--- What you should do ---
Each entry must appear again exactly as it does in the source.

#####

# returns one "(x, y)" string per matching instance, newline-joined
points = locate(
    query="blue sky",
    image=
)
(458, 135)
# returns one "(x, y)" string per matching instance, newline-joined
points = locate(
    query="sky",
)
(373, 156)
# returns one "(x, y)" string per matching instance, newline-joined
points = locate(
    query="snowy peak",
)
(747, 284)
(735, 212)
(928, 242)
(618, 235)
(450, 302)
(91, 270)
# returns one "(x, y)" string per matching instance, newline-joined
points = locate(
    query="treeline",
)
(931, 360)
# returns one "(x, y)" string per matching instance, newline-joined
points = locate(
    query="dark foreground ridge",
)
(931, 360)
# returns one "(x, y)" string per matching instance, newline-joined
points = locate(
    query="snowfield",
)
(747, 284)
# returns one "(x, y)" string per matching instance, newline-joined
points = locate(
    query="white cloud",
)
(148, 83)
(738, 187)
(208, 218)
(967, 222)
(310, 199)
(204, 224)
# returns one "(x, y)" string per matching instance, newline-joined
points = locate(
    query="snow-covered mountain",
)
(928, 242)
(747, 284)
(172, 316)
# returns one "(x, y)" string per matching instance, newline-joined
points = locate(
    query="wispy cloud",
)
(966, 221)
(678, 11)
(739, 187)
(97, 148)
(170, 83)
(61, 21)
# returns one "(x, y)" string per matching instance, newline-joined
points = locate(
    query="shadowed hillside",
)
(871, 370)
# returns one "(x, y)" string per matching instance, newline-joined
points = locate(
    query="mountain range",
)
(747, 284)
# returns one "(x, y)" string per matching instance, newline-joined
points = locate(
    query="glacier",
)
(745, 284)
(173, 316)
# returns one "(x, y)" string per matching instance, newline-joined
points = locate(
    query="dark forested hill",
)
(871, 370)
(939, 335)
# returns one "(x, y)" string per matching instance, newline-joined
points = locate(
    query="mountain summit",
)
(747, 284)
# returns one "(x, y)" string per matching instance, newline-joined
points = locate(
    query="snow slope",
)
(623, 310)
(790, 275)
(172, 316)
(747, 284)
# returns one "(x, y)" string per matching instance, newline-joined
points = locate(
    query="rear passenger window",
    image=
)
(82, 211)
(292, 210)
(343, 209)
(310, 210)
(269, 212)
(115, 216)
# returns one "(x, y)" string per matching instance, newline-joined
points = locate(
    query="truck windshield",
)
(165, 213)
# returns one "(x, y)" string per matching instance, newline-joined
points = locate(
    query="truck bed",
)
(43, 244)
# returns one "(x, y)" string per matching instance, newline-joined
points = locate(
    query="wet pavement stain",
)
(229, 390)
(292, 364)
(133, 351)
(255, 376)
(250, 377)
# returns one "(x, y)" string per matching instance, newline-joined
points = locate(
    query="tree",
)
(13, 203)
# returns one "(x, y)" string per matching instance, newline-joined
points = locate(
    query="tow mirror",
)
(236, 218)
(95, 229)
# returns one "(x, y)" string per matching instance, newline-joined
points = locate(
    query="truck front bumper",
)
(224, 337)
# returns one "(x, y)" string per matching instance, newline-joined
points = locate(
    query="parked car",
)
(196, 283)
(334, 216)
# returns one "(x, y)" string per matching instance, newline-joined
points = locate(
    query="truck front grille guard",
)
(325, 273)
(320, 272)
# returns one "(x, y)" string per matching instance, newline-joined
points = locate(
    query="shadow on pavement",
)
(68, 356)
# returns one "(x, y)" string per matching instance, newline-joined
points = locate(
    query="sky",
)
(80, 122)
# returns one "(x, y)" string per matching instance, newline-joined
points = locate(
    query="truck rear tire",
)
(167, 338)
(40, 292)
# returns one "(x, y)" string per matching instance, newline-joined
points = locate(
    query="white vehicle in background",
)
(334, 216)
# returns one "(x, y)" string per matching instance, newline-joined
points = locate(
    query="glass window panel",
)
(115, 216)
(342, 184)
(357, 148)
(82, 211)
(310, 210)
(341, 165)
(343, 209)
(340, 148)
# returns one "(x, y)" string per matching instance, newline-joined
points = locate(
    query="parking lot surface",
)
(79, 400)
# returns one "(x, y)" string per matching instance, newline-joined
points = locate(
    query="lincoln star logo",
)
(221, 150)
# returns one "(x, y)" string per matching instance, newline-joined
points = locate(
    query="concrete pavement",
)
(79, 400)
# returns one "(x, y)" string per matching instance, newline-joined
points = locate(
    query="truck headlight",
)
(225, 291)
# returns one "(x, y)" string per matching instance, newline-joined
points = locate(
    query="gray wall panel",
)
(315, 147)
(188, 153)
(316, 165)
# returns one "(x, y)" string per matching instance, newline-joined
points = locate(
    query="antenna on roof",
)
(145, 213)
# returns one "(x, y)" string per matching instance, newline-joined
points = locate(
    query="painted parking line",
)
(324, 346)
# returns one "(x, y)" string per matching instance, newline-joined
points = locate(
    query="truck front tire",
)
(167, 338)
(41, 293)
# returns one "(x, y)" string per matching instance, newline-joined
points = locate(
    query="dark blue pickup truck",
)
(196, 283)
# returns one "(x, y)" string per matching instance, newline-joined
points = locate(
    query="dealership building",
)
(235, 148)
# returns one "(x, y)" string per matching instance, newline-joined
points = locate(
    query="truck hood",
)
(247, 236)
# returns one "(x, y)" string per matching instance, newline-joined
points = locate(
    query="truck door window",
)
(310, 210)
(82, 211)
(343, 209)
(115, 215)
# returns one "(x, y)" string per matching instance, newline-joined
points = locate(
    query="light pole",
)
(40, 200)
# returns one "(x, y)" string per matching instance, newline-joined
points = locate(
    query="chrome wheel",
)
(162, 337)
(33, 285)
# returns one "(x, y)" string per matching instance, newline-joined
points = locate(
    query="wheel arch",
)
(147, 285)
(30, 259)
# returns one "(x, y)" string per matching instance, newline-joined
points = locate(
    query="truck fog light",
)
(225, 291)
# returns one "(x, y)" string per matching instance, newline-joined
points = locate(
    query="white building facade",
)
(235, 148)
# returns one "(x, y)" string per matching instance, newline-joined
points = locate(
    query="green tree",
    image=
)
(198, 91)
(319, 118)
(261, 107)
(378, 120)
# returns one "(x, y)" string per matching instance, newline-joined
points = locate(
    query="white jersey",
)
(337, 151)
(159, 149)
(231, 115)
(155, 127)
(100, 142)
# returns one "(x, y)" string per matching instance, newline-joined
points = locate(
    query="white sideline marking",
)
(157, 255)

#####

--- Result of this exercise ---
# returns one "(x, y)" string per matching instance, newline-joined
points = locate(
    query="blue sky",
    image=
)
(458, 135)
# returns one "(x, y)" string per matching instance, newline-joined
points = locate(
    query="sky",
)
(373, 156)
# returns one "(x, y)" string per matching instance, newline-joined
points = locate(
    query="snowy peak",
)
(747, 284)
(735, 212)
(928, 242)
(618, 235)
(450, 302)
(91, 270)
# returns one "(x, y)" string per matching instance, newline-joined
points = locate(
    query="treeline",
)
(931, 360)
# returns one "(x, y)" string per matching instance, newline-joined
points = locate(
    query="dark foreground ridge",
)
(931, 360)
# returns one "(x, y)" string per matching instance, newline-joined
points = locate(
    query="snowfield",
)
(747, 284)
# returns one "(x, y)" string per matching instance, newline-joined
points = locate(
    query="white cloud",
)
(148, 83)
(738, 187)
(208, 218)
(967, 222)
(310, 199)
(204, 224)
# returns one "(x, y)" string per matching instance, newline-joined
points = locate(
    query="snow-covered mountain",
)
(928, 242)
(747, 284)
(172, 316)
# returns one "(x, y)" string per matching instance, newline-joined
points = locate(
    query="wispy cloud",
)
(966, 221)
(678, 11)
(739, 187)
(97, 148)
(170, 83)
(61, 21)
# returns one "(x, y)" string per matching instance, newline-joined
points = locate(
    query="shadowed hillside",
)
(871, 370)
# returns one "(x, y)" string per matching instance, newline-joined
points = locate(
    query="mountain range",
)
(747, 284)
# returns one "(x, y)" string per matching instance, newline-joined
points = locate(
    query="glacier",
)
(745, 284)
(173, 316)
# returns one "(x, y)" string per matching instance, newline-joined
points = locate(
    query="dark forested hill",
)
(871, 370)
(939, 335)
# returns one "(x, y)" string per matching instance, newline-joined
points = locate(
    query="mountain summit",
)
(747, 284)
# returns one "(x, y)" string per matching instance, newline-joined
points = locate(
    query="snow slope",
)
(623, 310)
(790, 275)
(172, 316)
(747, 284)
# returns one "(x, y)" string per matching instance, newline-joined
points = locate(
    query="rear passenger window",
    image=
)
(82, 211)
(292, 210)
(343, 209)
(310, 210)
(269, 212)
(115, 216)
# returns one "(x, y)" string per matching instance, newline-joined
points = locate(
    query="truck windshield",
)
(165, 213)
# returns one "(x, y)" string per matching instance, newline-joined
points = locate(
    query="truck bed",
)
(43, 244)
# returns one "(x, y)" string per matching instance, newline-joined
points = locate(
    query="wet pavement stain",
)
(229, 390)
(292, 364)
(133, 351)
(255, 376)
(250, 377)
# returns one "(x, y)" string per matching instance, newline-joined
points = locate(
    query="tree",
)
(13, 203)
# returns one "(x, y)" string per matching instance, newline-joined
points = locate(
    query="tow mirror",
)
(236, 218)
(95, 229)
# returns one "(x, y)" string per matching instance, newline-joined
points = locate(
    query="truck front bumper",
)
(224, 337)
# returns one "(x, y)" string per matching instance, newline-joined
points = locate(
    query="parked car",
)
(196, 283)
(334, 216)
# returns one "(x, y)" string per matching instance, newline-joined
points = locate(
    query="truck front grille guard",
)
(325, 273)
(320, 272)
# returns one "(x, y)" string per matching instance, newline-joined
points = locate(
    query="shadow on pavement",
)
(68, 356)
# returns one "(x, y)" string per matching instance, newline-joined
points = locate(
    query="sky",
)
(80, 122)
# returns one "(x, y)" string per matching instance, newline-joined
points = locate(
    query="truck rear tire",
)
(167, 338)
(40, 292)
# returns one "(x, y)" string per matching instance, newline-joined
points = locate(
    query="white vehicle in background",
)
(334, 216)
# returns one "(x, y)" string per matching instance, newline-joined
points = locate(
    query="glass window panel",
)
(115, 216)
(342, 184)
(357, 148)
(82, 211)
(310, 210)
(341, 165)
(343, 209)
(340, 148)
# returns one "(x, y)" string per matching instance, newline-joined
points = locate(
    query="parking lot surface",
)
(79, 400)
# returns one "(x, y)" string per matching instance, newline-joined
points = locate(
    query="lincoln star logo",
)
(221, 150)
# returns one "(x, y)" string per matching instance, newline-joined
points = locate(
    query="concrete pavement",
)
(79, 400)
# returns one "(x, y)" string per matching instance, newline-joined
points = locate(
    query="truck headlight",
)
(225, 291)
# returns one "(x, y)" string per matching instance, newline-joined
points = locate(
    query="gray wall panel",
)
(315, 147)
(188, 153)
(316, 165)
# returns one "(x, y)" string per matching instance, newline-joined
points = locate(
    query="antenna on roof",
)
(145, 213)
# returns one "(x, y)" string per matching instance, newline-joined
points = locate(
    query="painted parking line",
)
(324, 346)
# returns one "(x, y)" string per matching instance, newline-joined
points = locate(
    query="truck front tire",
)
(167, 338)
(41, 293)
# returns one "(x, y)" string per matching instance, newline-joined
points = locate(
    query="dark blue pickup truck",
)
(196, 283)
# returns one "(x, y)" string per matching instance, newline-joined
points = locate(
    query="dealership building",
)
(235, 148)
# returns one "(x, y)" string per matching instance, newline-joined
points = locate(
    query="truck hood",
)
(247, 236)
# returns one "(x, y)" string per matching instance, newline-joined
points = locate(
    query="truck door window",
)
(310, 210)
(82, 211)
(343, 209)
(115, 215)
# returns one "(x, y)" string per matching instance, newline-joined
points = locate(
    query="light pole",
)
(40, 200)
# returns one "(x, y)" string per matching instance, newline-joined
points = locate(
    query="chrome wheel",
)
(162, 337)
(33, 285)
# returns one "(x, y)" string per matching instance, newline-joined
points = locate(
    query="wheel arch",
)
(147, 285)
(30, 259)
# returns one "(x, y)" string per matching instance, newline-joined
points = locate(
    query="truck fog light",
)
(225, 291)
# returns one "(x, y)" string per matching instance, newline-joined
points = locate(
    query="white building facade",
)
(235, 148)
# returns one "(x, y)" string per matching instance, newline-joined
points = locate(
    query="green tree",
    image=
)
(198, 91)
(319, 118)
(261, 107)
(378, 120)
# returns one "(x, y)" string per matching instance, newline-joined
points = locate(
    query="white jersey",
)
(337, 151)
(159, 149)
(231, 115)
(155, 127)
(100, 142)
# returns one "(x, y)" string per matching instance, newline-joined
points = locate(
    query="white sideline marking",
)
(157, 255)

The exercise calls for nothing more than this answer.